* What to produce
Render the data below as a Markdown table with the columns "No." and "Entry," placing each line in its own numbered row and omitting any blank lines.

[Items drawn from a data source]
--------------------------------

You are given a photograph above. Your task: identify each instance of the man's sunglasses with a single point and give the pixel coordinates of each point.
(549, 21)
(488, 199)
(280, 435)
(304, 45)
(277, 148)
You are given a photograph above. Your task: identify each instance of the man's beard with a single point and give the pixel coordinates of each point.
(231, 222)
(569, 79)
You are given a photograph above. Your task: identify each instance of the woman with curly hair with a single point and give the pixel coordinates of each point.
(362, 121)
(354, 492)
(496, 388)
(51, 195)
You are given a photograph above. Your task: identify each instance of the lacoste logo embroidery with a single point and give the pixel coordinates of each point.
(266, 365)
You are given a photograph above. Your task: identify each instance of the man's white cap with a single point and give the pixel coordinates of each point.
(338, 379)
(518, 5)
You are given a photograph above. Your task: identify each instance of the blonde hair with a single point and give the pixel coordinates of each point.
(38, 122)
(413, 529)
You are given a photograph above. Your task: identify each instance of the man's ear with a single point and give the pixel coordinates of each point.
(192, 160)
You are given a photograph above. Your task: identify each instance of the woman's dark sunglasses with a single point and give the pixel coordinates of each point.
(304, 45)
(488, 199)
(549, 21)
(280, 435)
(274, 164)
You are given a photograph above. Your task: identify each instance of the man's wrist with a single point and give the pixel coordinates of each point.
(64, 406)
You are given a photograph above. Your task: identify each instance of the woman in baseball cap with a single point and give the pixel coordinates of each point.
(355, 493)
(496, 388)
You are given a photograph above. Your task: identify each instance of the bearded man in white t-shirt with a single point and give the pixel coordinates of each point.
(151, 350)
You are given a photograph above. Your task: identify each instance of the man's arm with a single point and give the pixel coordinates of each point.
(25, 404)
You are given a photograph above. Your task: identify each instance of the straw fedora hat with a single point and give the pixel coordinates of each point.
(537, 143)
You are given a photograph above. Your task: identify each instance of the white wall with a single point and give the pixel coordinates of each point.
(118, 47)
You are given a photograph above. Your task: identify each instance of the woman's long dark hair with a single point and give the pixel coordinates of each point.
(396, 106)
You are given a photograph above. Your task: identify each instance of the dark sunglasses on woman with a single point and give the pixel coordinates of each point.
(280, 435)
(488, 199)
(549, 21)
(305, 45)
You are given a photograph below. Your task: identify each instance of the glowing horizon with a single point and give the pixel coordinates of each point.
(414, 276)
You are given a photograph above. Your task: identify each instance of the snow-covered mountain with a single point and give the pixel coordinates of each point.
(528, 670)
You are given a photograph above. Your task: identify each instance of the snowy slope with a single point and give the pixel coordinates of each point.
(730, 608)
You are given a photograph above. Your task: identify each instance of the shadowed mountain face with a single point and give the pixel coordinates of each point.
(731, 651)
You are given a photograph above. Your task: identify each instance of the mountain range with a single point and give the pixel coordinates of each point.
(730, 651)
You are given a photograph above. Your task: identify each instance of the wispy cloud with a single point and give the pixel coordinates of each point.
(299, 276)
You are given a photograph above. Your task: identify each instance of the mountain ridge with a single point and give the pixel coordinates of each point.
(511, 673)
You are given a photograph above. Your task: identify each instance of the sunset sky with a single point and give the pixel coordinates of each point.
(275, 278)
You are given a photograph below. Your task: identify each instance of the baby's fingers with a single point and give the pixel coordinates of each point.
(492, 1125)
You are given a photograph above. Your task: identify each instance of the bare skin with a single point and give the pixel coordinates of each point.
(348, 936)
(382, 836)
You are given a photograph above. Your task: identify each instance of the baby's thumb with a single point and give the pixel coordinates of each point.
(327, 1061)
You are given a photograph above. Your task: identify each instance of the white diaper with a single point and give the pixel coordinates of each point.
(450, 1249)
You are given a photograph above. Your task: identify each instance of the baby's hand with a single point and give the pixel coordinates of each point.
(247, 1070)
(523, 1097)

--------------------------------

* Task result
| No. | Entry |
|---|---|
| 1 | You are given a photograph above. Your task: identify each instance of the man's sunglasses with a single point and give the pixel coordinates of each point. |
| 2 | (549, 21) |
| 3 | (488, 199) |
| 4 | (280, 435) |
| 5 | (304, 45) |
| 6 | (277, 148) |
| 7 | You are given a photograph above. Your task: identify each instance of the man's beard with a single point and give the pixel coordinates of each point. |
| 8 | (231, 222) |
| 9 | (569, 79) |
| 10 | You are given a photograph above. Your task: identify each instance of the woman with curly hair with a single point and give the pixel coordinates of each point. |
| 11 | (362, 121) |
| 12 | (354, 492) |
| 13 | (496, 388) |
| 14 | (51, 195) |
| 15 | You are given a photograph above. Your task: identify each instance of the lacoste logo embroidery with a single point and give the pixel coordinates of each point. |
| 16 | (266, 365) |
| 17 | You are given a photograph above. Your task: identify each instance of the man's white cap with a single point and give the pixel coordinates of each point. |
| 18 | (338, 379) |
| 19 | (518, 5) |
| 20 | You are given a photograph above. Your task: identify each instance of the blonde hair with a single point and give the pixel coordinates of each point. |
| 21 | (38, 122) |
| 22 | (413, 529) |
| 23 | You are given a photograph above. Your task: identify each instance of the man's ear with a single point and give the pixel coordinates of each point. |
| 24 | (192, 160) |
| 25 | You are given a photograph above. Your task: identify each instance of the woman's dark sunglasses with a single point and give the pixel coordinates of each point. |
| 26 | (304, 45) |
| 27 | (488, 199) |
| 28 | (549, 21) |
| 29 | (280, 435) |
| 30 | (274, 164) |
| 31 | You are given a photograph above. Your task: identify each instance of the man's wrist with a single point and give the pixel coordinates of each point. |
| 32 | (64, 406) |
| 33 | You are given a photograph above. Your task: identify each instance of the woman in baseball cap with a single point and give the pixel coordinates of each point. |
| 34 | (355, 493) |
| 35 | (496, 388) |
| 36 | You are given a photograph above. Your task: identify each instance of the bearded man in white t-shirt with a single point and give the pixel coordinates of each point. |
| 37 | (151, 350) |
| 38 | You are given a photograph above. Your task: identify each instance of the man's arm with a single point and give the pixel coordinates of each point. |
| 39 | (25, 404) |
| 40 | You are given a photograph above. Your task: identify each instance of the straw fedora hat with a single point and give the pixel coordinates of each point. |
| 41 | (537, 143) |
| 42 | You are given a photograph above. Your task: identify each instance of the white wall with a single point and give the pixel coordinates of each point. |
| 43 | (118, 47) |
| 44 | You are given a photograph above. Your task: identify each instance of the woman's long dark hair with a single point and give the pixel coordinates of each point. |
| 45 | (396, 106) |
| 46 | You are given a photograph above. Your task: identify each instance of the dark sunglasses on woman with a single point and give the pixel coordinates of each point. |
| 47 | (280, 435) |
| 48 | (488, 199) |
| 49 | (549, 21) |
| 50 | (305, 45) |
| 51 | You are given a photograph below. Your task: identify each instance of the glowing horizon with a single point and give the pixel coordinates of each point. |
| 52 | (414, 276) |
| 53 | You are given a photograph above. Your task: identify each instance of the snow-covered mountain with a single point and give the pixel coordinates of each point. |
| 54 | (528, 670) |
| 55 | You are given a photograph above. Your task: identify each instance of the snowy slope with a single point and give the pixel coordinates of each point. |
| 56 | (730, 608) |
| 57 | You are given a photograph above. Your task: identify each instance of the shadowed mountain face with a single point and give the pixel coordinates of each point. |
| 58 | (731, 651) |
| 59 | You are given a photograph above. Your task: identify each instance of the mountain range with a single point and give the pixel coordinates of each point. |
| 60 | (730, 651) |
| 61 | You are given a photograph above. Your task: identify each instance of the wispy cloud with a single point and give the pixel coordinates of each point. |
| 62 | (299, 276) |
| 63 | You are given a photograph above. Your task: identify each instance of the mountain ridge with a single point and give the pixel coordinates of each point. |
| 64 | (511, 673) |
| 65 | You are given a photograph above. Your task: identify each instance of the sunset sky with a single point and give the pixel coordinates of each point. |
| 66 | (275, 278) |
| 67 | You are given a photograph below. Your task: identify each instance of the baby's fingers with a single point and give the pixel coordinates of each point. |
| 68 | (492, 1125) |
| 69 | You are given a photograph above. Your task: identify each instance of the bare skin with a single point and give the pixel coordinates of each point. |
| 70 | (348, 936) |
| 71 | (382, 836) |
| 72 | You are given a photograph above. Your task: identify each instance of the baby's thumb with a single point and give the pixel coordinates of each point. |
| 73 | (327, 1061) |
| 74 | You are given a photograph above. Your task: identify each instance of the white diaper with a single point and give the pixel coordinates of each point. |
| 75 | (450, 1249) |
| 76 | You are given a photograph above. Your task: identify each instance of the baby's hand with a single point and give the pixel coordinates of each point. |
| 77 | (247, 1070) |
| 78 | (523, 1097) |